• **Article**:
--

PARTITIONING REAL-TIME ADA®¹
SOFTWARE FOR DISTRIBUTED TARGETS²

by

A. Chow
M. Feridun

May 1986

Computer Science Laboratory
GTE LABORATORIES INCORPORATED
40 Sylvan Road
Waltham, Massachusetts 02254

¹Ada is a registered trademark of the U.S. Department of Defense, A.J.P.O.

²This research has been partially supported by the Office of Naval Research under grant number N00014-85-C-0796.
**REPORT DOCUMENTATION PAGE**

1. **REPORT NUMBER**
   - 86-858.01

2. **GOVT ACCESSION NO.**
   - 

3. **RECIPIENT'S CATALOG NUMBER**
   - 

4. **TITLE (and Subtitle)**
   - Partitioning Real-Time Ada Software for Distributed Targets

5. **TYPE OF REPORT & PERIOD COVERED**
   - Technical Note

6. **PERFORMING ORG. REPORT NUMBER**
   - 86-858.01

7. **AUTHOR(s)**
   - A. Chow
   - M. Feridun

8. **CONTRACT OR GRANT NUMBER(s)**
   - N00014-85-C-0796

9. **PERFORMING ORGANIZATION NAME AND ADDRESS**
   - GTE Laboratories Incorporated
   - Computer Science Laboratory
   - 40 Sylvan Road, Waltham, MA 02254

10. **PROGRAM ELEMENT, PROJECT, TASK AREA & WORK UNIT NUMBERS**
    - 61153N, RR014-08, RR014-08-01, NR 049-635

11. **CONTROLLING OFFICE NAME AND ADDRESS**
    - Office of Naval Research (Code 1133)
    - 800 N. Quincy Street
    - Arlington, VA 22217-5000

12. **REPORT DATE**
    - May 1986

13. **NUMBER OF PAGES**
    - 18

14. **MONITORING AGENCY NAME & ADDRESS (if different from Controlling Office)**

15. **SECURITY CLASS. (of this report)**
    - UNCLASSIFIED

16. **DISTRIBUTION STATEMENT (of this Report)**
    - APPROVED FOR PUBLIC RELEASE; DISTRIBUTION UNLIMITED

17. **DISTRIBUTION STATEMENT (of the abstract entered in Block 20, if different from Report)**

18. **SUPPLEMENTARY NOTES**

19. **KEY WORDS (Continue on reverse side if necessary and identify by block number)**

20. **ABSTRACT (Continue on reverse side if necessary and identify by block number)**
# TABLE OF CONTENTS

1.0 Introduction ........................................... 1
2.0 Partitioning Problem ..................................... 4
3.0 Partitionable Units ...................................... 7
4.0 Partition Model .......................................... 10
4.1 Interunit Communication .................................. 10
4.2 Computational Complexity of the Units ................. 13
5.0 Conclusion and Future Plans .............................. 16
1.0 INTRODUCTION

*Task allocation* - The assignment of tasks to processors is an important problem in the design of distributed real-time systems. A task allocation scheme is required in order to produce a feasible partition of tasks across processors in the system, and to ensure high performance, especially for systems with real-time operational requirements. The task allocation problem for distributed systems has been studied by several researchers; [Chu80] contains a survey of various approaches.

--

• **Raw data**:
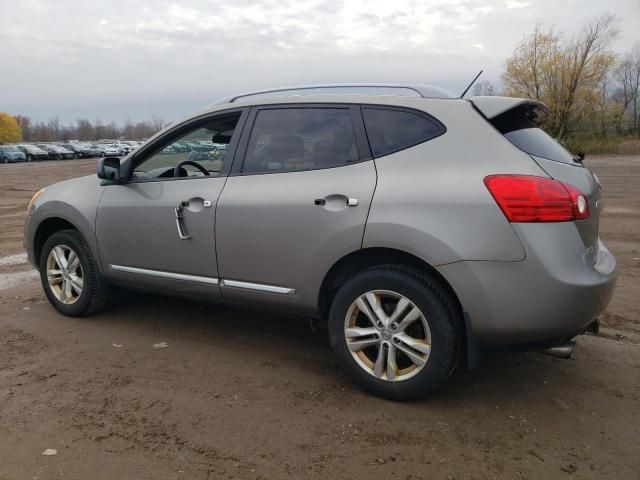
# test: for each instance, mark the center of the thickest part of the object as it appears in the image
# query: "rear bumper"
(552, 295)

--

• **Stated goal**: In the report's introduction, what does [Chu80] contain?

• **Answer**: A survey of various approaches to the task allocation problem for distributed systems.